__TEXT PASSAGE__.
==*==
Cristhian Árabe

Personal information
- Full name: Cristhian Alexis Árabe Pedraza
- Date of birth: 25 December 1991 (age 34)
- Place of birth: Santa Cruz de la Sierra
- Height: 1.79 m (5 ft 10 in)
- Position: Midfielder

Team information
- Current team: Oriente Petrolero
- Number: 7

Youth career
- 0000–2010: Club Blooming
- 2010–2013: Club Destroyers

Senior career*
- Years: Team / Apps / (Gls)
- 2013–2015: Universitario de Sucre / 19 / (0)
- 2015–2020: Club Always Ready / 110 / (24)
- 2022–: Oriente Petrolero / 45 / (2)

International career
- 2019–: Bolivia / 3 / (0)

= Cristhian Árabe =

Bolivian footballer (born 1991)

Cristhian Alexis Árabe Pedraza (born 25 December 1991) is a Bolivian footballer who plays as a midfielder for Oriente Petrolero in the Bolivian Primera División.

==Club career==
From Santa Cruz, Arabe started at Club Blooming and also previously played for Club Destroyers. He joined Oriente Petrolero from Club Always Ready in July 2022, having been with Always Ready since 2015. He missed most of the rest of 2022 however, after suffering a fractured kneecap, prior to returning to fitness ahead of the 2023 season. In November 2023, he required another surgery after suffering a dislocated clavicle.

==International career==
On 3 March 2019 Arabe made his debut for the Bolivia national football team against Nicaragua.
==*==
__DATASET EXCERPTS__.
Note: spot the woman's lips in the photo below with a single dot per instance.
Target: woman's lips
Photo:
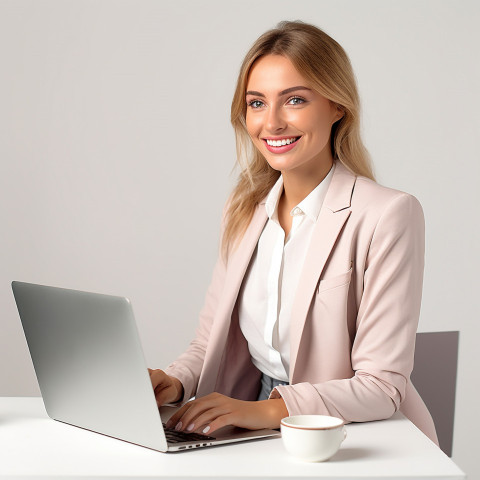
(290, 142)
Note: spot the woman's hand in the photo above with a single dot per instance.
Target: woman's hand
(167, 389)
(209, 413)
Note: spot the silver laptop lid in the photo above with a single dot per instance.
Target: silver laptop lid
(89, 362)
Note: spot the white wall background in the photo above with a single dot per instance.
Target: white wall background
(116, 153)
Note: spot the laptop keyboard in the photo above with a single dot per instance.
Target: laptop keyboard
(174, 436)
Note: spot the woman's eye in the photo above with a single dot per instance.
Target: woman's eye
(255, 104)
(296, 101)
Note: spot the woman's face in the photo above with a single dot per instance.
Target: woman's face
(288, 122)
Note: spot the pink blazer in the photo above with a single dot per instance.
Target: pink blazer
(354, 316)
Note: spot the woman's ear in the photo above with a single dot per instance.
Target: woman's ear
(339, 112)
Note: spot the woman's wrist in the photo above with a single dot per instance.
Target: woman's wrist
(275, 410)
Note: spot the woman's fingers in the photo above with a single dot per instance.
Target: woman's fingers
(195, 415)
(184, 417)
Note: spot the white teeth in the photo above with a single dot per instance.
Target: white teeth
(279, 143)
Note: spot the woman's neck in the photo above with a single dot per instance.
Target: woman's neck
(298, 185)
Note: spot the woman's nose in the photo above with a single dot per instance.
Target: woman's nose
(275, 121)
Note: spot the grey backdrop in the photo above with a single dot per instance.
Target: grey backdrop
(116, 153)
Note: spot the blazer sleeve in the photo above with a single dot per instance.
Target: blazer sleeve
(387, 319)
(188, 366)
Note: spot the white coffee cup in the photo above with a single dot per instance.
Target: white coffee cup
(313, 438)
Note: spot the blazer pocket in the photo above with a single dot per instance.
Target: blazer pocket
(334, 282)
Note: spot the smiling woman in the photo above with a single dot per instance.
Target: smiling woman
(314, 301)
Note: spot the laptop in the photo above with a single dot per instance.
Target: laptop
(91, 369)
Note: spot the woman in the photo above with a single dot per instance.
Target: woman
(314, 301)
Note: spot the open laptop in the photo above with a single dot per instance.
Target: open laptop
(91, 369)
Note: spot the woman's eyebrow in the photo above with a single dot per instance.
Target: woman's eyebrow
(283, 92)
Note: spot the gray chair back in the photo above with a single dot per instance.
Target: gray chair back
(434, 376)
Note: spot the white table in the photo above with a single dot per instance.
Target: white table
(33, 446)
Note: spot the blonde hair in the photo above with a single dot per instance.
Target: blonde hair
(325, 65)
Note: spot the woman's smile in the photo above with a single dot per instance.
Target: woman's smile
(281, 144)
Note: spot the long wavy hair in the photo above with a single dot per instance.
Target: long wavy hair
(327, 69)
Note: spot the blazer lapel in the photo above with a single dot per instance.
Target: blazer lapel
(333, 215)
(236, 269)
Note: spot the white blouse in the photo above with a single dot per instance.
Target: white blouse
(271, 280)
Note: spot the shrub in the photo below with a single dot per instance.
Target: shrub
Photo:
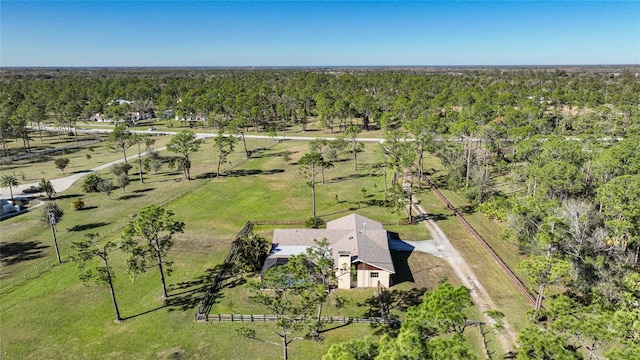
(77, 204)
(91, 182)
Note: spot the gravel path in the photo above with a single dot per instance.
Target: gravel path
(441, 247)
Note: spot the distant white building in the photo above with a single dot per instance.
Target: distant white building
(360, 248)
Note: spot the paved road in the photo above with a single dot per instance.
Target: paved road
(59, 184)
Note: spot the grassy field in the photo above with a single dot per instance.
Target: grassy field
(57, 316)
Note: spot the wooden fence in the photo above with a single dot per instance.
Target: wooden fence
(10, 159)
(207, 302)
(269, 318)
(483, 243)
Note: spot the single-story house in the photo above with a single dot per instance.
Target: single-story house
(360, 248)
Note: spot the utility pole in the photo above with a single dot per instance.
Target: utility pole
(52, 221)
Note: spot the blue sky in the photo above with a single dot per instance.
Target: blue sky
(323, 33)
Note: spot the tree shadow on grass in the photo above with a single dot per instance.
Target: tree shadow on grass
(143, 313)
(467, 209)
(348, 177)
(239, 173)
(143, 190)
(84, 227)
(188, 295)
(69, 196)
(401, 265)
(15, 252)
(130, 196)
(399, 300)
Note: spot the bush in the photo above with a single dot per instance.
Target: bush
(77, 204)
(315, 223)
(91, 182)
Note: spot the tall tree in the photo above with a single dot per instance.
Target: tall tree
(224, 146)
(88, 249)
(310, 165)
(352, 133)
(432, 329)
(148, 238)
(321, 257)
(185, 143)
(61, 163)
(290, 292)
(140, 140)
(47, 187)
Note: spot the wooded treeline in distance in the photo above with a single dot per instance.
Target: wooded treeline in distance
(555, 153)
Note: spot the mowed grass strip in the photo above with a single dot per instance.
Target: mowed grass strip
(56, 316)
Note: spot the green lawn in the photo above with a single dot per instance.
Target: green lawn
(56, 316)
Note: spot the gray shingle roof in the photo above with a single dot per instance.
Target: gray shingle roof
(365, 239)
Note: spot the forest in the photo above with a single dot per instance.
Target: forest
(554, 153)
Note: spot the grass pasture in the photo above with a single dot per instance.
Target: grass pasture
(57, 316)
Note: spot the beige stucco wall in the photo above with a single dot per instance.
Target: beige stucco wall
(344, 279)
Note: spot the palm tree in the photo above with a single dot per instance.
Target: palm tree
(9, 181)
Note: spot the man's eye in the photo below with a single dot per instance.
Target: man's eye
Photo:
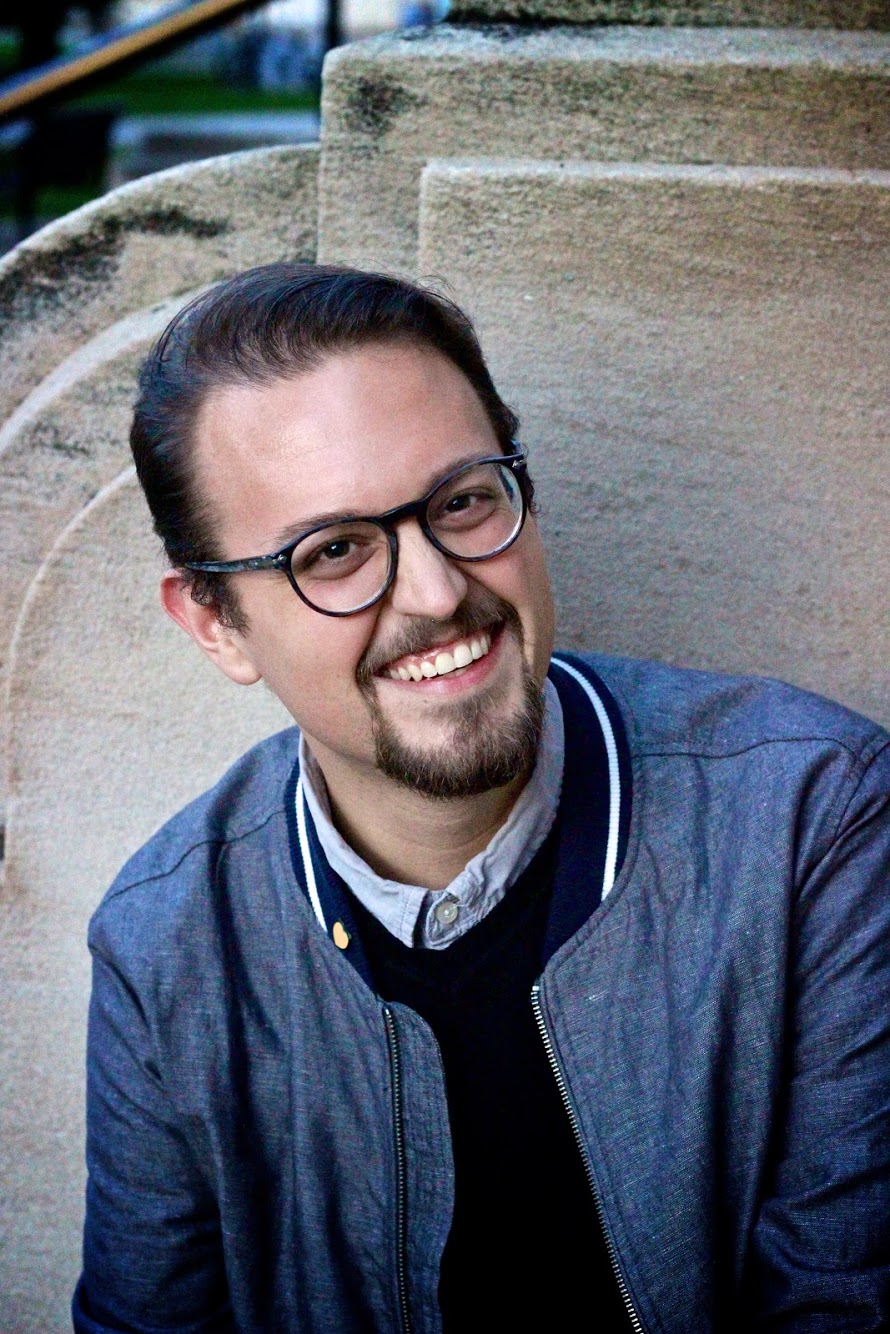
(335, 550)
(335, 558)
(467, 506)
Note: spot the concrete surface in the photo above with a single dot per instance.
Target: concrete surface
(66, 442)
(116, 722)
(749, 96)
(774, 14)
(144, 243)
(707, 416)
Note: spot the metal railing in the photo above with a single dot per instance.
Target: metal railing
(114, 54)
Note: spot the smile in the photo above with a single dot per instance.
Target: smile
(440, 660)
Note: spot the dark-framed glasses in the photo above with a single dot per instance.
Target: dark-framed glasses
(346, 566)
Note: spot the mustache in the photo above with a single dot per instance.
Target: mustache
(482, 611)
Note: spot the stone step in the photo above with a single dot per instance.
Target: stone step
(63, 444)
(769, 14)
(674, 95)
(699, 358)
(143, 243)
(116, 723)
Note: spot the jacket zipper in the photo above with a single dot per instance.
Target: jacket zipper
(573, 1121)
(400, 1182)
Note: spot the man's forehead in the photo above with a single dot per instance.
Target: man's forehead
(364, 431)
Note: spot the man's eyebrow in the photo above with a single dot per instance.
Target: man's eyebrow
(296, 530)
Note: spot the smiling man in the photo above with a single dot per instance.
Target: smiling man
(509, 990)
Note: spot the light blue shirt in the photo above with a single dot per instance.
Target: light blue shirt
(434, 918)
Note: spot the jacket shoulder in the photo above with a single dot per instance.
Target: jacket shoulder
(176, 863)
(679, 710)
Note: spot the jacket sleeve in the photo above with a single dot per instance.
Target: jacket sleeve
(822, 1239)
(152, 1254)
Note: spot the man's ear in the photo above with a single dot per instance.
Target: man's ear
(222, 644)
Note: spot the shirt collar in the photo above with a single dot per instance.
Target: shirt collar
(420, 917)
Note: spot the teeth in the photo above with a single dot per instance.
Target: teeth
(463, 654)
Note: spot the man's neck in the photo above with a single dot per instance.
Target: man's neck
(406, 837)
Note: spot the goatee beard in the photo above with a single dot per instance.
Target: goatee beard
(482, 751)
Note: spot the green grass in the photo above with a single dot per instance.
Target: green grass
(146, 94)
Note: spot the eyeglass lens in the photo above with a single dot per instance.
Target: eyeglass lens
(344, 566)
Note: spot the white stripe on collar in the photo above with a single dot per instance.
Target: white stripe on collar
(614, 775)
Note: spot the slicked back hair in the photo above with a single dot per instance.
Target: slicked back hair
(266, 324)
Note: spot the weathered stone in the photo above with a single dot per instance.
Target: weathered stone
(116, 722)
(751, 98)
(144, 243)
(62, 446)
(707, 407)
(769, 14)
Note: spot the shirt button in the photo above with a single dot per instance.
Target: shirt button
(446, 911)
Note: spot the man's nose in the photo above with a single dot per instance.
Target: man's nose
(427, 583)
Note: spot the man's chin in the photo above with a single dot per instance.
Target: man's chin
(478, 743)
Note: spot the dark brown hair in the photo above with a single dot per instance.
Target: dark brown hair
(264, 324)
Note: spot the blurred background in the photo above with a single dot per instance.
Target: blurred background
(242, 83)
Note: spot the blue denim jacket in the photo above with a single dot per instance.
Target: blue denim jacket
(721, 1023)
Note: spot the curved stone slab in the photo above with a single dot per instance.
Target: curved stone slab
(59, 448)
(701, 359)
(767, 14)
(615, 94)
(116, 722)
(143, 243)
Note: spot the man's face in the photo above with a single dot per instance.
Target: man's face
(368, 430)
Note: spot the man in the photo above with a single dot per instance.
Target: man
(514, 991)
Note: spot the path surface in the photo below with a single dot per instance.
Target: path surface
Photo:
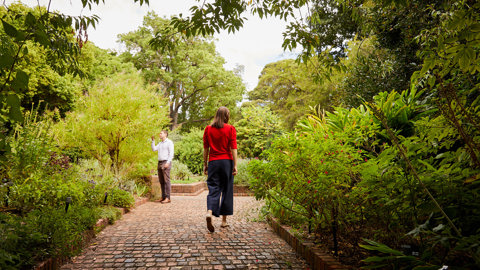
(174, 236)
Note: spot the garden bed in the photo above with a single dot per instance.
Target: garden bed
(87, 237)
(315, 257)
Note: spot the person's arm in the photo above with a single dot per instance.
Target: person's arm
(206, 152)
(170, 155)
(154, 147)
(234, 155)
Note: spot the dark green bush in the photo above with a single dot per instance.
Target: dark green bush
(180, 171)
(189, 150)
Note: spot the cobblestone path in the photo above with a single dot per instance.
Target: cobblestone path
(175, 236)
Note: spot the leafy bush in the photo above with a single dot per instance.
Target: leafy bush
(41, 234)
(180, 172)
(255, 130)
(189, 150)
(243, 176)
(120, 198)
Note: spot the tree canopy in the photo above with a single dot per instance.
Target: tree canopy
(190, 74)
(288, 89)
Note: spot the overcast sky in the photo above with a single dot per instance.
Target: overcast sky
(255, 45)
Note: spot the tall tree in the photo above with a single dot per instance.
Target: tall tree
(189, 73)
(113, 122)
(289, 88)
(54, 33)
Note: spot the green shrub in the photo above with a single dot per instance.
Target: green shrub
(141, 189)
(41, 234)
(243, 176)
(180, 172)
(120, 198)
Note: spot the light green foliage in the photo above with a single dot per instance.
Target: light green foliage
(114, 121)
(180, 171)
(288, 88)
(370, 70)
(35, 40)
(43, 232)
(190, 73)
(33, 159)
(243, 176)
(256, 128)
(120, 198)
(189, 150)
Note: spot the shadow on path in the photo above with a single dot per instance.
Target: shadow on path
(175, 236)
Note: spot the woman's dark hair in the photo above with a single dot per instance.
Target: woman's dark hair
(222, 117)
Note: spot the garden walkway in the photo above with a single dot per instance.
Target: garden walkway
(174, 236)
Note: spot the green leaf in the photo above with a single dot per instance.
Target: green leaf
(379, 259)
(20, 81)
(9, 29)
(30, 20)
(14, 113)
(6, 61)
(380, 247)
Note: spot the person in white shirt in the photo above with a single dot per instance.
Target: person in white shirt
(165, 156)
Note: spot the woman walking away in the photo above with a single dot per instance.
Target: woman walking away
(220, 151)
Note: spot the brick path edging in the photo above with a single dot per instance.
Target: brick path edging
(87, 237)
(317, 259)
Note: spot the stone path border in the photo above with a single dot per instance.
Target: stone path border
(174, 236)
(316, 258)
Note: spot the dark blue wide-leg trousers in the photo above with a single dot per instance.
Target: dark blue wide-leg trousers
(220, 187)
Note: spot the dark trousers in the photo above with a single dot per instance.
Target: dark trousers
(220, 187)
(164, 178)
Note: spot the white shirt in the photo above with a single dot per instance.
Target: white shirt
(165, 150)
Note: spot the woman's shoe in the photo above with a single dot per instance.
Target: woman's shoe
(209, 223)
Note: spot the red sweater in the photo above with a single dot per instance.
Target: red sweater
(220, 141)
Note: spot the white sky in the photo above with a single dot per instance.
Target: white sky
(255, 45)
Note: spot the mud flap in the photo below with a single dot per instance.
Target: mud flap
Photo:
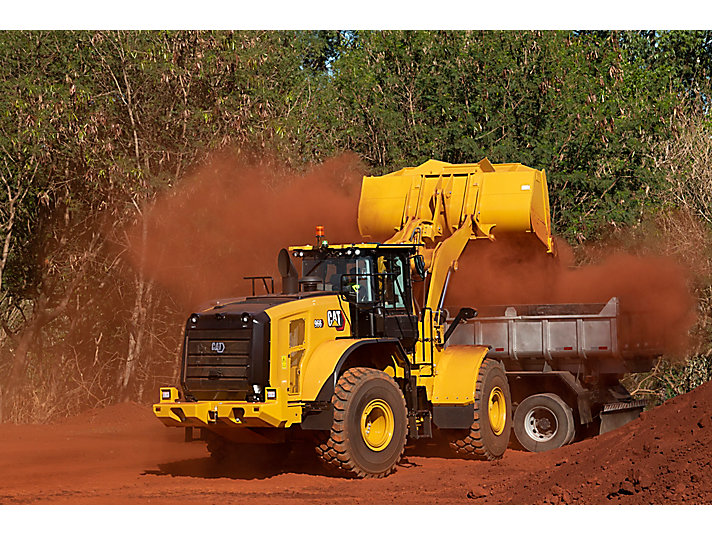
(617, 414)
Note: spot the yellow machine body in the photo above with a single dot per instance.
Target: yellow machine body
(437, 206)
(439, 197)
(303, 357)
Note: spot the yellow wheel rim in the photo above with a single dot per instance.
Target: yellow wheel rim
(497, 410)
(377, 425)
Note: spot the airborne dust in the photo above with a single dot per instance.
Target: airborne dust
(232, 216)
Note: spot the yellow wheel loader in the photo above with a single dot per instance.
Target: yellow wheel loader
(346, 355)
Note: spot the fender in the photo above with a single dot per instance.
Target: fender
(454, 385)
(323, 367)
(456, 374)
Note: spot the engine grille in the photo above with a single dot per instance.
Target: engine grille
(217, 360)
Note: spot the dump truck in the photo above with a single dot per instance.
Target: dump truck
(351, 355)
(564, 363)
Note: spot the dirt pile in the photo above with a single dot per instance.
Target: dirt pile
(119, 455)
(661, 458)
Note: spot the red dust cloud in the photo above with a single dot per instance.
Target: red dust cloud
(652, 290)
(231, 218)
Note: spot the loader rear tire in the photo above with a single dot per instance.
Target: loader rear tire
(368, 433)
(544, 422)
(488, 437)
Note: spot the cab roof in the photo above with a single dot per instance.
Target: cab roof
(362, 246)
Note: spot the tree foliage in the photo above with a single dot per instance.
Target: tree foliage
(94, 124)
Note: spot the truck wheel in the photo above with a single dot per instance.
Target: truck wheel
(368, 434)
(543, 422)
(488, 436)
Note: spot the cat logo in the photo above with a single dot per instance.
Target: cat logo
(335, 319)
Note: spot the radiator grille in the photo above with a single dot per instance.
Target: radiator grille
(217, 360)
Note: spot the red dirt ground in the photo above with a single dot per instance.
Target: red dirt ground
(122, 455)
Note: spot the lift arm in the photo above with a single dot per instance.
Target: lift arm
(442, 207)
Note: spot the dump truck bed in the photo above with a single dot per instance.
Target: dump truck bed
(562, 336)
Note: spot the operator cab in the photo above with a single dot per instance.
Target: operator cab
(373, 278)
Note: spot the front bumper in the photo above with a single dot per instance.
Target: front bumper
(275, 413)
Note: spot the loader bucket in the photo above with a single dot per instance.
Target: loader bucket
(500, 198)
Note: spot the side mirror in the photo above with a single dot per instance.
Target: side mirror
(288, 271)
(419, 264)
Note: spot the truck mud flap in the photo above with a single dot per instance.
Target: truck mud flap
(617, 414)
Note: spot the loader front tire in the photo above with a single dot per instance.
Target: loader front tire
(368, 433)
(489, 434)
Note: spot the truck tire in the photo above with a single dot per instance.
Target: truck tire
(544, 422)
(368, 434)
(488, 436)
==*==
__ACTIVITY 1__.
Answer these from the article on Cristhian Árabe:
(a) From which club did he join Oriente Petrolero, and in what month and year?
(b) What injury led to another surgery in November 2023?
(c) Against which team did he make his debut for Bolivia?
__ACTIVITY 2__. In the article on Cristhian Árabe, copy the text starting with "Bolivian footballer (born" and going on through "a dislocated clavicle.".
__ACTIVITY 3__. The article on Cristhian Árabe says he missed most of the rest of 2022. In one to three sentences, explain why, according to the article.

__FINAL ANSWER 1__.
(a) Club Always Ready, in July 2022.
(b) A dislocated clavicle.
(c) Nicaragua.

__FINAL ANSWER 2__.
Bolivian footballer (born 1991)

Cristhian Alexis Árabe Pedraza (born 25 December 1991) is a Bolivian footballer who plays as a midfielder for Oriente Petrolero in the Bolivian Primera División.

==Club career==
From Santa Cruz, Arabe started at Club Blooming and also previously played for Club Destroyers. He joined Oriente Petrolero from Club Always Ready in July 2022, having been with Always Ready since 2015. He missed most of the rest of 2022 however, after suffering a fractured kneecap, prior to returning to fitness ahead of the 2023 season. In November 2023, he required another surgery after suffering a dislocated clavicle.

__FINAL ANSWER 3__. He missed most of the rest of 2022 because he suffered a fractured kneecap after joining Oriente Petrolero in July of that year. He returned to fitness ahead of the 2023 season.